> _Problem to work on_: Count the lines in the records below that contain the string "positive" and reply with that number alone.

> _Record excerpts_:
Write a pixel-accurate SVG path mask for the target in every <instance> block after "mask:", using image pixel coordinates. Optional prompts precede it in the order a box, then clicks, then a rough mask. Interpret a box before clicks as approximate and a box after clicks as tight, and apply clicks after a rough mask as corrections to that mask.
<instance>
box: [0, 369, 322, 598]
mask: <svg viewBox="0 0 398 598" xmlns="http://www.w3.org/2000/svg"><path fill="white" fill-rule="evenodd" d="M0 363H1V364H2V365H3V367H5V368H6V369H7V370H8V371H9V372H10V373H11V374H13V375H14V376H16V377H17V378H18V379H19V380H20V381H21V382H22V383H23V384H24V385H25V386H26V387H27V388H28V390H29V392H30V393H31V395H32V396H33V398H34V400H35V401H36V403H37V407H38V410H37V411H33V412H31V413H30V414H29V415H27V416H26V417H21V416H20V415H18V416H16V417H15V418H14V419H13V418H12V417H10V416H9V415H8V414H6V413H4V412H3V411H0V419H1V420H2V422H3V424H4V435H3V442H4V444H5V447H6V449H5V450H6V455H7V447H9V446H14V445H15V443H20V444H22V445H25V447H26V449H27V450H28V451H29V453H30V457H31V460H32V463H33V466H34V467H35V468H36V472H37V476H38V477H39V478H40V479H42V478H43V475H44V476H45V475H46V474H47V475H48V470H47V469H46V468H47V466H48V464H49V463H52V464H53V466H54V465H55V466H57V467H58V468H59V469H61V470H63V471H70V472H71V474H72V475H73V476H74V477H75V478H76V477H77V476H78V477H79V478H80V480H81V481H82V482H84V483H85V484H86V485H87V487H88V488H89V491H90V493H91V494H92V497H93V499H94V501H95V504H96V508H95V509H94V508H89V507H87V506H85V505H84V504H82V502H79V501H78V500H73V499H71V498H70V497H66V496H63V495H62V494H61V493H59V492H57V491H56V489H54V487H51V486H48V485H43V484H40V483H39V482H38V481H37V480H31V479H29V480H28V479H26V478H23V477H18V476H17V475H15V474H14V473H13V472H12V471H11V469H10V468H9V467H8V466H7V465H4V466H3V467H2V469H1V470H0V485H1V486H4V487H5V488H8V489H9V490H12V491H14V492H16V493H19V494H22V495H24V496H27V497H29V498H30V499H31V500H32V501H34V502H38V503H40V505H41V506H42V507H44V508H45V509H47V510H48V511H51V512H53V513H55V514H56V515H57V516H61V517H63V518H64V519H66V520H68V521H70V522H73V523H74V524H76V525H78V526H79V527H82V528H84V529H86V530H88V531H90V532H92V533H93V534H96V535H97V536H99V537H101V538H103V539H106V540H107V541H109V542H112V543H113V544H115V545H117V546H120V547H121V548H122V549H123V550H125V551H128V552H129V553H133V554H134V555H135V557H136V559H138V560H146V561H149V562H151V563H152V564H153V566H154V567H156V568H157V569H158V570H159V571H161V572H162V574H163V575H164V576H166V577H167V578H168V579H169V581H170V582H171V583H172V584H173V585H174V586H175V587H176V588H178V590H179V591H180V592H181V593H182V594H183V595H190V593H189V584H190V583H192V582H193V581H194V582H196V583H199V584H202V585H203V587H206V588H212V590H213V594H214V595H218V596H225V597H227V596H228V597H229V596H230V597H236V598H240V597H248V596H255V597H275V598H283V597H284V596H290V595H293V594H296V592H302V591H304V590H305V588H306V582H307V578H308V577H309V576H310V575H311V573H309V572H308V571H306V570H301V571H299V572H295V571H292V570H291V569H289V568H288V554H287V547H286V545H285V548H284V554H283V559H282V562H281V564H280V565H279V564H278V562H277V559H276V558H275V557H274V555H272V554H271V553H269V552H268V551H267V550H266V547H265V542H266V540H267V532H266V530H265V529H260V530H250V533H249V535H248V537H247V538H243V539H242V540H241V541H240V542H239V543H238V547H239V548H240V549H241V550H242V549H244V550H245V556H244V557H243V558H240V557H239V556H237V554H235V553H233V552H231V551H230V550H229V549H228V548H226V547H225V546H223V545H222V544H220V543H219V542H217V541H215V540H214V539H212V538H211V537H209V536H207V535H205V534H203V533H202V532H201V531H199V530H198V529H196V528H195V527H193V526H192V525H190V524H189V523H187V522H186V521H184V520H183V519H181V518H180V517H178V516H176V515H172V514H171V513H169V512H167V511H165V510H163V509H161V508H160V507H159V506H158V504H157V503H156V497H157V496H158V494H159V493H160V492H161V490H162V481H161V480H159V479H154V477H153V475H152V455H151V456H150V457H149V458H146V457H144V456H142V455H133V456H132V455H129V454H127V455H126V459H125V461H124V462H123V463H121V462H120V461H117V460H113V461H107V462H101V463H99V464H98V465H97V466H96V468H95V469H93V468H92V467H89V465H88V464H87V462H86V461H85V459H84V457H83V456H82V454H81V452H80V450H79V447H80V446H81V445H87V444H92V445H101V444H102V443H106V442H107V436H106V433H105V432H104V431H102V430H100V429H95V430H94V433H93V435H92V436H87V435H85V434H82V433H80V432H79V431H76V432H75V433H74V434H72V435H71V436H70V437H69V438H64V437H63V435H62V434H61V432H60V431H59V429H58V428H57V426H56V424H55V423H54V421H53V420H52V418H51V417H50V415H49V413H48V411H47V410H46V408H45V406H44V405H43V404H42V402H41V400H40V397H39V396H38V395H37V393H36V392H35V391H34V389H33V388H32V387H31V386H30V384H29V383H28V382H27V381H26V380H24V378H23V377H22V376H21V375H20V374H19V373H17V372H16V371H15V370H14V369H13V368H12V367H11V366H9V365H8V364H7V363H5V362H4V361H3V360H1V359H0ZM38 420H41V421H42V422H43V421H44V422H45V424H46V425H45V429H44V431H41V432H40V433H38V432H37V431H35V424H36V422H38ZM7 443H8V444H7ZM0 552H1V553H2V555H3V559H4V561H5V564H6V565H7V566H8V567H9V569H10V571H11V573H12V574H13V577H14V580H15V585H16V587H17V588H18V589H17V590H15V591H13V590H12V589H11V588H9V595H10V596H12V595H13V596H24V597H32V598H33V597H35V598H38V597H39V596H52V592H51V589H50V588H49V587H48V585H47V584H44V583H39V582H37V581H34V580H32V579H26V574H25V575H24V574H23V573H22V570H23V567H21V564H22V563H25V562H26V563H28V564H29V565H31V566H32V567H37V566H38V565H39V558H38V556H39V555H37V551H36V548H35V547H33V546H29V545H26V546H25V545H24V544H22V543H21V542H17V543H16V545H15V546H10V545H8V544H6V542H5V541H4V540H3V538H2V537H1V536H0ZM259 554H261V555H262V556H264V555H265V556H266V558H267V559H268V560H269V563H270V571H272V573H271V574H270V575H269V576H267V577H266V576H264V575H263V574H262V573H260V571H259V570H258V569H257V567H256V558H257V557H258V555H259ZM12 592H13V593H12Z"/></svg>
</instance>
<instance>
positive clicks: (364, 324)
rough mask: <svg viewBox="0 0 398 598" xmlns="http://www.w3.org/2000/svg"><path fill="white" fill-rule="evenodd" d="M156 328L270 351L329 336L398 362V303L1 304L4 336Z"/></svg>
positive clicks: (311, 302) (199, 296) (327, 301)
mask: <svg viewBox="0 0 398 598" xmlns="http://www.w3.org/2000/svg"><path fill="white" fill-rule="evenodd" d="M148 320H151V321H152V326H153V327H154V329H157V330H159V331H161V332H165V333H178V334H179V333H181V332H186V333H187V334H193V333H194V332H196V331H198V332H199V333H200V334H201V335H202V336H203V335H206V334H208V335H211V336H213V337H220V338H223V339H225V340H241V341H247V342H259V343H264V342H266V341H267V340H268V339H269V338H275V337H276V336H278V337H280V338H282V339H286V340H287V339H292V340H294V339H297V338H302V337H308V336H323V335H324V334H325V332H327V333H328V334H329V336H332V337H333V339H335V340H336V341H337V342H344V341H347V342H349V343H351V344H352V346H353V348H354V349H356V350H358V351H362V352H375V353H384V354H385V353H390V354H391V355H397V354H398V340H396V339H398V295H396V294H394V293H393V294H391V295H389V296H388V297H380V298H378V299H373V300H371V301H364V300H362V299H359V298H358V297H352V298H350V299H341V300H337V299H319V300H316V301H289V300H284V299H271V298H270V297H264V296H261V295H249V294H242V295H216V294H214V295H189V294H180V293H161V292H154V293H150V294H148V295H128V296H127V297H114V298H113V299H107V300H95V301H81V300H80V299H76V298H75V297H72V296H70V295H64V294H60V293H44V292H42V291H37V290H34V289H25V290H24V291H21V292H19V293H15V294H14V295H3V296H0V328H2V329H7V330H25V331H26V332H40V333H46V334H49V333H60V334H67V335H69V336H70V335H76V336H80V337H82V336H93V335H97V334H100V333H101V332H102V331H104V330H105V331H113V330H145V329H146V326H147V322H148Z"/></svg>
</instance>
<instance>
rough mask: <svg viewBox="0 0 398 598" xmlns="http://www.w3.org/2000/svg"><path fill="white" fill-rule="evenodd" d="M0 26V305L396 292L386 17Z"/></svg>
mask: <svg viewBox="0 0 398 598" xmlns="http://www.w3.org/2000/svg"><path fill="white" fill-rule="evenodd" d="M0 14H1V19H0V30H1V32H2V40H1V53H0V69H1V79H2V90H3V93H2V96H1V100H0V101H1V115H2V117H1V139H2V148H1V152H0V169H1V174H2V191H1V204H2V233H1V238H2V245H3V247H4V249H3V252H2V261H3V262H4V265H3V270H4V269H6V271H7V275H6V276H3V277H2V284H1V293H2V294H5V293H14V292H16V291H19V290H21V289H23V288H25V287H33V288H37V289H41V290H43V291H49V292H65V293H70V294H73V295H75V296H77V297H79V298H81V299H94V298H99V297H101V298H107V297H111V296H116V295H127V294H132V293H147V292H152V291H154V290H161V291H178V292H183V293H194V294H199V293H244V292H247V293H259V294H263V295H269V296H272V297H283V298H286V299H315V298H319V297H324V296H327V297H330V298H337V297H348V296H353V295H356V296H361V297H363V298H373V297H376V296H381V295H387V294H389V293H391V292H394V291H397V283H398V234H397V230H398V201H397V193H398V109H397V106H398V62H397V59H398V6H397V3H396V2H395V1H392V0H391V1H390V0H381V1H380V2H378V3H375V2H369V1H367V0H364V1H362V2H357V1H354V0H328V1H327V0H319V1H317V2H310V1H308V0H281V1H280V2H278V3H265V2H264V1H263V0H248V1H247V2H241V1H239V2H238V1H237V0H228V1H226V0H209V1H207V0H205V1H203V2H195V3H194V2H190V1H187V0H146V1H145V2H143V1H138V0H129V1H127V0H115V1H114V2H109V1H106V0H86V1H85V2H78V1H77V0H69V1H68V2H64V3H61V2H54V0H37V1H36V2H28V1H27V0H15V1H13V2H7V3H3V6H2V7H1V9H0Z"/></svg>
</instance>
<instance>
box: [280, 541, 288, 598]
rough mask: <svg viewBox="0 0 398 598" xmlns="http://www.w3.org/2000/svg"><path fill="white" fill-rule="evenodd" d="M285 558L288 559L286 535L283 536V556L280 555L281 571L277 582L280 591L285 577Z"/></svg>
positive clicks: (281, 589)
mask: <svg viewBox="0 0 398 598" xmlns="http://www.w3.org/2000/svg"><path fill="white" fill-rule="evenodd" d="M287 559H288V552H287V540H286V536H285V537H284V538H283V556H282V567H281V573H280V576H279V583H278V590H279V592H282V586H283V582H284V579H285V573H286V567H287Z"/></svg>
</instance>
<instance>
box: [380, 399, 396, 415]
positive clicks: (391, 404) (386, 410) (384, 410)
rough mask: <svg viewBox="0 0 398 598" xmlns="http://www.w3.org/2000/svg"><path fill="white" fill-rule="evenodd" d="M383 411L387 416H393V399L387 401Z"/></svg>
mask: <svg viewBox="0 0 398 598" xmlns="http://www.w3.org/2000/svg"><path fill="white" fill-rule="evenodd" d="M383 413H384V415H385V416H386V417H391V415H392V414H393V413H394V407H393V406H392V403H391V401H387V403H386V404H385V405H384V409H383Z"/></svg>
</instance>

> _Result_: 4